** Begin Record extracts **

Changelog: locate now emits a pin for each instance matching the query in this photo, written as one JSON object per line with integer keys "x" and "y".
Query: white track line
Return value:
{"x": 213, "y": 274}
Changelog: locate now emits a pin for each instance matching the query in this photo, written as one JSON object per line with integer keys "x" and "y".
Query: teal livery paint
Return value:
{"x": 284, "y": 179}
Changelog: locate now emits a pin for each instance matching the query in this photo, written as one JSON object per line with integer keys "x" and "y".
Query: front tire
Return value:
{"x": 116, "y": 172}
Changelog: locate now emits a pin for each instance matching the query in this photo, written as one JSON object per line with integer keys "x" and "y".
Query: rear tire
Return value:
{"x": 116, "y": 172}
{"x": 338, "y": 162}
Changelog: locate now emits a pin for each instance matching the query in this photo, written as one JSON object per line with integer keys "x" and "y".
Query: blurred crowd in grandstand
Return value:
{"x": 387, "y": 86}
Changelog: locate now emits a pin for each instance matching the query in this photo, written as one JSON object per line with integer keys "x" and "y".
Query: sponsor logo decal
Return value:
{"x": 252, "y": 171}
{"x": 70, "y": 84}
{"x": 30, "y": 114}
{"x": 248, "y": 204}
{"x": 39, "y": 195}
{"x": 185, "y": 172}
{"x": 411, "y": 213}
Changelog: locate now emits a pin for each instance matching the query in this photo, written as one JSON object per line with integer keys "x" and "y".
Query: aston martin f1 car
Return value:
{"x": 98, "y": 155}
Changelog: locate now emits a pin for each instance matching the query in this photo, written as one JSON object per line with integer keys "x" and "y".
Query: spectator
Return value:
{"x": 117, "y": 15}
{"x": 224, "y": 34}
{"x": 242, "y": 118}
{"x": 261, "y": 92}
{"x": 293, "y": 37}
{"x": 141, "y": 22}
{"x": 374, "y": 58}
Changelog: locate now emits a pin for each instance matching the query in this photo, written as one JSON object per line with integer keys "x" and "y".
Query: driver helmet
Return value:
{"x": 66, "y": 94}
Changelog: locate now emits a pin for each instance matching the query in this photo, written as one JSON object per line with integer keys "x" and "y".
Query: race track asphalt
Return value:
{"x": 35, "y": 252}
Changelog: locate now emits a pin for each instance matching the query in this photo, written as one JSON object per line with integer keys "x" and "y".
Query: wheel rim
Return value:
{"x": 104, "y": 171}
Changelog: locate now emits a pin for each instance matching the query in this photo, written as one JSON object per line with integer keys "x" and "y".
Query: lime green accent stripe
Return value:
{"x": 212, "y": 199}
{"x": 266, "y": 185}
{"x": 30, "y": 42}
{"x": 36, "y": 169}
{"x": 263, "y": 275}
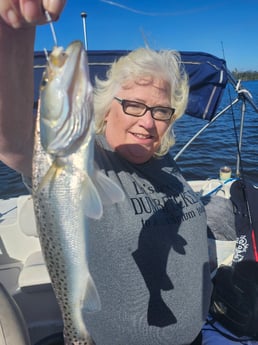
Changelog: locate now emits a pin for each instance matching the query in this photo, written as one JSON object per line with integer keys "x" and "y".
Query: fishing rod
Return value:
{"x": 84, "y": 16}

** End Record extracts **
** Begin Record extracts **

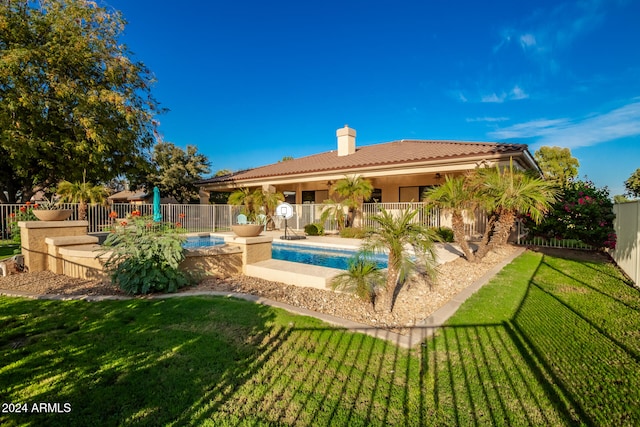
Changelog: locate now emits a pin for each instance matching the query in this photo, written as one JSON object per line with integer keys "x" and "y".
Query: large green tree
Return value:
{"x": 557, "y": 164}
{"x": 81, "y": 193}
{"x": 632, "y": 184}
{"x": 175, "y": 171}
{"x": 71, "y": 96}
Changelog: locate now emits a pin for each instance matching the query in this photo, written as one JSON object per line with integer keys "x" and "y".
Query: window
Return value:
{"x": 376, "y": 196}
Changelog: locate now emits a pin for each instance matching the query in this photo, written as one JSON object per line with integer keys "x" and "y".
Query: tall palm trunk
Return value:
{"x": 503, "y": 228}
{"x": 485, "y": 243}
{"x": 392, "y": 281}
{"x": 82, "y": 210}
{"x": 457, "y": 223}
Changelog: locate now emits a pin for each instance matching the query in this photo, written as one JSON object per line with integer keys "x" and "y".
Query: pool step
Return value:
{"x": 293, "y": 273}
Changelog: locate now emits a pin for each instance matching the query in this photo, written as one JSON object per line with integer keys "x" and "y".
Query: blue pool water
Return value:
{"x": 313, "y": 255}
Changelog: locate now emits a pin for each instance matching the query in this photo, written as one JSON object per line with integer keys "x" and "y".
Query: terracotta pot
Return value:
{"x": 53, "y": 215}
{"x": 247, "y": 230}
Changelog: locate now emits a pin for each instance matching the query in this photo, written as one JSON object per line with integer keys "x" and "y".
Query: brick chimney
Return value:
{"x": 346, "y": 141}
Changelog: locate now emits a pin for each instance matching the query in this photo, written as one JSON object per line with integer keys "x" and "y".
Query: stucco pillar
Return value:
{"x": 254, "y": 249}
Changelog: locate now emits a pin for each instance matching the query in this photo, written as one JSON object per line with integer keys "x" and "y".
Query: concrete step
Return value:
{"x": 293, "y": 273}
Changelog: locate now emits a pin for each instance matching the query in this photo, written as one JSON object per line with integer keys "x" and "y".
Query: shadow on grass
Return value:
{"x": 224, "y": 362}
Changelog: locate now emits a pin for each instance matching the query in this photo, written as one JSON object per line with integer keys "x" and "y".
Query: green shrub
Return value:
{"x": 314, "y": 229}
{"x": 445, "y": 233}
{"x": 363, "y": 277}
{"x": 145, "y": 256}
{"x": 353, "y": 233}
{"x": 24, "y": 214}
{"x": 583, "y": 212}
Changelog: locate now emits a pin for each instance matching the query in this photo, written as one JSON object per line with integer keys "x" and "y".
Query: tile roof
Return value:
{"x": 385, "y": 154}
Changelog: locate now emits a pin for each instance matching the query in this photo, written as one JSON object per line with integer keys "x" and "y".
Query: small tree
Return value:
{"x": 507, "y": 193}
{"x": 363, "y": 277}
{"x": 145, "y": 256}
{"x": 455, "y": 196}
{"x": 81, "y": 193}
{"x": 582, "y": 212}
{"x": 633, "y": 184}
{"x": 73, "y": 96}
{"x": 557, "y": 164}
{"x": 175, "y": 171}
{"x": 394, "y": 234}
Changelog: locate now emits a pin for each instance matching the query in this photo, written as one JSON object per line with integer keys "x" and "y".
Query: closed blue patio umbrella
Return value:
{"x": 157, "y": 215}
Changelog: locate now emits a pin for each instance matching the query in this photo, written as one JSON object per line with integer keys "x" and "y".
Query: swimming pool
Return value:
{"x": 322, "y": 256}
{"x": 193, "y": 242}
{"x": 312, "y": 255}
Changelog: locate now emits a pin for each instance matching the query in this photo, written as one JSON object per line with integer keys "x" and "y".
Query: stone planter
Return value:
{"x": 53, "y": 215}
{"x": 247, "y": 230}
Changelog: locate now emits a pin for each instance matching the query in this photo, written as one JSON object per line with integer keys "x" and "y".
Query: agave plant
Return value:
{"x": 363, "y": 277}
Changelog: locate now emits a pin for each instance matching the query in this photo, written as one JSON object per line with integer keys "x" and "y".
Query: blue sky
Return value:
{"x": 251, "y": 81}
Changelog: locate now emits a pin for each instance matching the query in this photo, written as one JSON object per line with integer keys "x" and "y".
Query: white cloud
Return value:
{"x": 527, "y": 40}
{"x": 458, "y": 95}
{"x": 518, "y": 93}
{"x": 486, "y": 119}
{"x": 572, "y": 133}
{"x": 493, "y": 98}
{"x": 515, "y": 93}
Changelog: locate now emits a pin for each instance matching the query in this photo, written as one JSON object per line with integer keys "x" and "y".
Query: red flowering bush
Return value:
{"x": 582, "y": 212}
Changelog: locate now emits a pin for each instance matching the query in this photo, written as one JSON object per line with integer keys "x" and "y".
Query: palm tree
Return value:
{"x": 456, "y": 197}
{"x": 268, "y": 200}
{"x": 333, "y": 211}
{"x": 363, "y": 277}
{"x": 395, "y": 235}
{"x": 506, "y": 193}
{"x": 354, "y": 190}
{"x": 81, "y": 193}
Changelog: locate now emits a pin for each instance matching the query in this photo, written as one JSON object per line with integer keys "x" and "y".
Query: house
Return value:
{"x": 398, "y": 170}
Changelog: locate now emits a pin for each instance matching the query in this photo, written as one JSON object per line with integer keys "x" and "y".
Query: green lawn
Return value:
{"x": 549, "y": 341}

** End Record extracts **

• _Brief_
Pull out every line of the material that contains the string "blue", matching its case exactly.

• _Output_
Query: blue pool water
Query: closed blue patio umbrella
Query: blue sky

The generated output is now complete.